--- SET EXERCISE A ---
Reproduce the session notes between "Dogs, non-dogs and" and "opposed to frequentist)", inclusive.

___ SUPPLIED PASSAGE

2012 Progress on Statistical Issues in Searches

Monday, June 4, 2012

Model selection, estimation, and bootstrap smoothing (Brad Efron, Stanford, Statistician)

  • Very detailed statistics talk - interested in including model selection in accuracy estimation (Model selection problems).
  • This "E{y|xj}" means "Expected value of y given each x."
  • Statistical models are used to analyze data. Each model is associated with different criteria and statisticians use those criteria to pick a model.
  • Discussed the following models to analyze cholesterol data (compliance, decrease in cholesterol):
    • Cp (Cubic) Model Analysis
    • Nonparametric Bootstrap Analysis
      • Methods for bootstrap confidence intervals: Standard, Percentile, Smoothed Standard, BCa/ABC
      • Smoothing increases computation required to determine variance - uses Accuracy Theorem to avoid this.
  • Discussed analysis of supernova data (absolute magnitude of Type Ia supernova, vector of 10 spectral energies)
    • Parametric Bootstrap Analysis
    • Chose Full Model (Ordinary Least Squares Prediction)
    • Then tried Lasso Model since Full Model "might be too noisy".
    • Used parametric Accuracy Theorem for boot strap smoothing in this case.
    • Then tried Bootstrap re-weighting and just plotted results to see the effect.
  • Regressions, Histograms, Box plots, estimators, oh my.
  • Statisticians use experience and heuristics to figure out which model provides the "best" data analysis. This process sometimes uses a priori knowledge of the data.
  • Question - Model selection is impacted by the amount of available data (available data typically increases over time). Answer: Uh, carefully apply model selection.
  • Additional detailed statistics questions.

Dogs, non-dogs and statistics: (Bayesian) searches in cosmology (Roberto Trotta, Imperial College London, Cosmology)

  • Imperial Centre for Inference and Cosmology, Bayesian work (as opposed to frequentist)
  • Background:
    • Cosmological concordance model: inflation, dark matter, dark energy
    • Model assumptions: Isotropy and homogeneity, Approx. Gaussianity of CMB fluctuations, Adiabaticity
    • Data set: WMAP7
      • The power spectrum contains the full statistical information IF fluctuations are Gaussian.
    • Baryonic Acoustic Oscillation (BAO) - derived from WMAP data.
      • Gets relation between redshift and acoustic scale.

______
___ RECORDS FOR THE EXERCISE

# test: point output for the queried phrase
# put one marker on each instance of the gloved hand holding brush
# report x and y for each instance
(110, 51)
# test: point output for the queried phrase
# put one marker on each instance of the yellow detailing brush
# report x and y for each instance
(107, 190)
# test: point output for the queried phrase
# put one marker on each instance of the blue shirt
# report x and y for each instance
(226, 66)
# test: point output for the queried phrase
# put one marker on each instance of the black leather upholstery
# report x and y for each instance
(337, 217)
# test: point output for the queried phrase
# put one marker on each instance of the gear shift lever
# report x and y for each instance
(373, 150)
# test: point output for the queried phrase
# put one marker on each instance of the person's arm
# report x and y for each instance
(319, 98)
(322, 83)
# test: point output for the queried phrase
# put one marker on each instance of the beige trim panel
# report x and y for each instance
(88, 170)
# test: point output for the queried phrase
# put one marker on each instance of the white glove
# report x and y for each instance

______

--- SET EXERCISE B ---
Find each line of the listing that contains the word "brush", and copy those lines.

--- WRITTEN ANSWER A ---
Dogs, non-dogs and statistics: (Bayesian) searches in cosmology (Roberto Trotta, Imperial College London, Cosmology)

  • Imperial Centre for Inference and Cosmology, Bayesian work (as opposed to frequentist)

--- WRITTEN ANSWER B ---
# put one marker on each instance of the gloved hand holding brush
# put one marker on each instance of the yellow detailing brush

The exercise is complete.